Working data:
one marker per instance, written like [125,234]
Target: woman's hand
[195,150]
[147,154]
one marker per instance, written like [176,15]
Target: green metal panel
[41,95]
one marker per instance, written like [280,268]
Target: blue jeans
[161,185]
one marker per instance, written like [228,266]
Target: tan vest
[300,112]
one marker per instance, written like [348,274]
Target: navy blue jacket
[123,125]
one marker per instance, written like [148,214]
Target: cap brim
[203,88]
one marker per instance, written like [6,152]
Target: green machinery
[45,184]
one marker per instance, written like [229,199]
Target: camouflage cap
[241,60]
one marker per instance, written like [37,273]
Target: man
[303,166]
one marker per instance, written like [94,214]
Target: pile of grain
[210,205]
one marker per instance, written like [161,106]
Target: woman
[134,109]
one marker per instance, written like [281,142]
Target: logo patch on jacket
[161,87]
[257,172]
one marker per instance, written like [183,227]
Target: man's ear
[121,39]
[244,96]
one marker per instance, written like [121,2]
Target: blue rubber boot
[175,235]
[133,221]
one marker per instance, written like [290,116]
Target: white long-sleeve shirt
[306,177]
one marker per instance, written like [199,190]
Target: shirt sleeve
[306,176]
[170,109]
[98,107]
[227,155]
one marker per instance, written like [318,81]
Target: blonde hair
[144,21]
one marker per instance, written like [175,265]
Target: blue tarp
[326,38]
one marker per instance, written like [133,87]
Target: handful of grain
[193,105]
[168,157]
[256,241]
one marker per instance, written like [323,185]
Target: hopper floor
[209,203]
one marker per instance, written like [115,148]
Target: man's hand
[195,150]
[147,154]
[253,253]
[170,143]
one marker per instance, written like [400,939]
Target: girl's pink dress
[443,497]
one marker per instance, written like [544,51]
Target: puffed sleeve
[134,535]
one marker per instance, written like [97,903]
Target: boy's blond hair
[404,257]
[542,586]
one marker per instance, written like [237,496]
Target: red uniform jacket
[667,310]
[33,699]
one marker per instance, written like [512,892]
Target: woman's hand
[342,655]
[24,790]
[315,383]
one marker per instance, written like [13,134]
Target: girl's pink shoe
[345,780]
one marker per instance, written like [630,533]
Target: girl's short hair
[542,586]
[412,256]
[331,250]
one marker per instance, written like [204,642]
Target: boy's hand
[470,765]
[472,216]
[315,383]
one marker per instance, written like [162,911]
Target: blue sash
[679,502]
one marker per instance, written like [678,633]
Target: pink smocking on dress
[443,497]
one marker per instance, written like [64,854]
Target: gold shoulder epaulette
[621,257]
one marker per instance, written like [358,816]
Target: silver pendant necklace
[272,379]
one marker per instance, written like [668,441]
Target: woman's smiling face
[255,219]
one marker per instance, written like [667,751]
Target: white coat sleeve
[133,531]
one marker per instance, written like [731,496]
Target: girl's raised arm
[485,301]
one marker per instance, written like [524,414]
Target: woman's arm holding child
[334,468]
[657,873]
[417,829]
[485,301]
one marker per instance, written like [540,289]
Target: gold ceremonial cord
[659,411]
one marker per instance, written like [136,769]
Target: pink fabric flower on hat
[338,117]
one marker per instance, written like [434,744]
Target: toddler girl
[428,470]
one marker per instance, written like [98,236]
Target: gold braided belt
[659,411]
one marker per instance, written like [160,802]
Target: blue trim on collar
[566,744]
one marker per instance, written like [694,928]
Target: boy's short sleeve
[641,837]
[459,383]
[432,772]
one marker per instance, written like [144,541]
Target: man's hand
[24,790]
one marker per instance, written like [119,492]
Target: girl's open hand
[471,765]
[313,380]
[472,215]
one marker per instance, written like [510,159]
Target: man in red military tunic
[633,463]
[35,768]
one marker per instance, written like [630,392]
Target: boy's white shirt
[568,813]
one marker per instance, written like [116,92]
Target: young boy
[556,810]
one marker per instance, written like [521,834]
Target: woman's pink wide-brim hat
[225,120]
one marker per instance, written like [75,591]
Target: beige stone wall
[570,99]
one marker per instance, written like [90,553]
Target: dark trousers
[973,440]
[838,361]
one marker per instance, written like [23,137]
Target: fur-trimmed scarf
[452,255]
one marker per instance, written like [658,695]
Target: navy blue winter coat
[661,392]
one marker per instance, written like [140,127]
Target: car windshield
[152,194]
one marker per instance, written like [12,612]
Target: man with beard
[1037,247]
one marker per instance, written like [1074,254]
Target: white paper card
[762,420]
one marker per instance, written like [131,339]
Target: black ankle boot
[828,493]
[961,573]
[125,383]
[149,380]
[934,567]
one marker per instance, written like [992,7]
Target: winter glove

Exercise prompt: Would you write out all of the data exactly as given?

Response below:
one marker per instance, written like [125,234]
Target: woman's hand
[195,150]
[147,154]
one marker per instance, written like [176,15]
Target: green metal panel
[41,95]
one marker per instance, written like [280,268]
Target: blue jeans
[161,185]
one marker per instance, written like [228,266]
Target: tan vest
[300,112]
one marker per instance, written like [348,274]
Target: navy blue jacket
[123,125]
one marker per instance, written like [148,214]
Target: cap brim
[203,88]
one marker per instance, written like [6,152]
Target: green machinery
[45,184]
one marker per instance, written like [229,199]
Target: camouflage cap
[241,60]
one marker per instance, written like [37,273]
Target: man
[303,166]
one marker per instance, written like [94,214]
Target: pile of grain
[210,205]
one marker per instance, written like [161,106]
Target: woman
[134,109]
one marker per instance, written like [281,142]
Target: logo patch on jacket
[161,87]
[257,172]
one marker per instance, written like [183,227]
Target: man's ear
[121,39]
[244,96]
one marker per instance, written like [121,2]
Target: blue rubber boot
[175,235]
[133,221]
one marker per instance, written like [290,116]
Target: white long-sleeve shirt
[306,177]
one marker per instance, written like [199,190]
Target: shirt sleeve
[306,176]
[170,109]
[98,107]
[227,155]
one marker per instance, written like [318,81]
Target: blonde hair
[144,21]
one marker per instance, written like [175,265]
Target: blue tarp
[326,38]
one marker per instance, written like [133,87]
Target: handful of grain
[193,105]
[168,157]
[256,241]
one marker per instance, written like [323,185]
Target: hopper floor
[209,203]
one marker per instance, written like [115,148]
Target: man's hand
[195,150]
[147,154]
[253,253]
[170,143]
one marker per instance, written like [400,939]
Target: girl's pink dress
[443,497]
one marker per instance, written like [544,51]
Target: puffed sleeve
[134,535]
one marker per instance, written like [97,903]
Target: boy's blond hair
[404,257]
[542,586]
one marker per instance, written like [237,496]
Target: red uniform jacket
[667,310]
[33,699]
one marker per instance, written like [512,892]
Target: woman's hand
[342,655]
[24,790]
[315,383]
one marker per instance, written like [13,134]
Target: girl's pink shoe
[345,780]
one marker per instance, written like [630,533]
Target: girl's short hair
[542,586]
[412,256]
[331,250]
one marker per instance, written like [204,642]
Target: boy's hand
[470,765]
[472,216]
[315,383]
one marker per instance, written like [162,911]
Target: blue sash
[679,502]
one marker per instance, written like [678,633]
Target: pink smocking on dress
[443,497]
one marker per instance, written like [64,854]
Target: gold shoulder epaulette
[621,257]
one marker per instance, written like [358,816]
Target: silver pendant necklace
[272,379]
one marker per instance, written like [668,441]
Target: woman's smiling face
[255,219]
one marker per instance, written like [667,751]
Target: white coat sleeve
[133,531]
one marker per instance, written like [731,496]
Target: girl's raised arm
[485,301]
one marker per instance, written like [524,414]
Target: woman's arm holding child
[334,468]
[657,873]
[417,829]
[485,301]
one marker per instance, written like [540,289]
Target: gold ceremonial cord
[659,411]
one marker per instance, written like [136,769]
Target: pink fabric flower on hat
[338,117]
one marker per instance, written like [434,744]
Target: toddler girl
[428,470]
one marker per instance, written like [98,236]
Target: gold braided belt
[659,411]
one marker per instance, written like [160,802]
Target: blue trim on collar
[566,744]
one marker per instance, written like [694,928]
Target: boy's short sleeve
[641,837]
[459,383]
[432,772]
one marker per instance, written like [144,541]
Target: man's hand
[24,790]
one marker per instance, written like [119,492]
Target: girl's open hand
[471,765]
[313,380]
[472,215]
one marker per instance, written like [510,159]
Target: man in red military tunic
[633,463]
[35,768]
one marker per instance, written like [630,392]
Target: boy's white shirt
[568,813]
one marker per instance, written like [116,92]
Target: young boy
[556,810]
one marker per instance, written like [521,834]
Target: woman's pink wide-brim hat
[225,120]
one marker per instance, written like [75,591]
Target: beige stone wall
[570,99]
one marker per instance, written like [90,553]
Target: dark trousers
[973,440]
[838,361]
one marker per instance, written like [23,137]
Target: fur-trimmed scarf
[452,255]
one marker per instance, written like [658,695]
Target: navy blue winter coat
[661,392]
one marker per instance, written like [140,127]
Target: car windshield
[152,194]
one marker per instance, written like [12,612]
Target: man with beard
[1037,247]
one marker per instance, written like [1074,254]
Target: white paper card
[762,420]
one marker per instance, written like [131,339]
Target: black ankle boot
[828,493]
[961,573]
[125,383]
[149,380]
[934,567]
one marker per instance, written like [992,7]
Target: winter glove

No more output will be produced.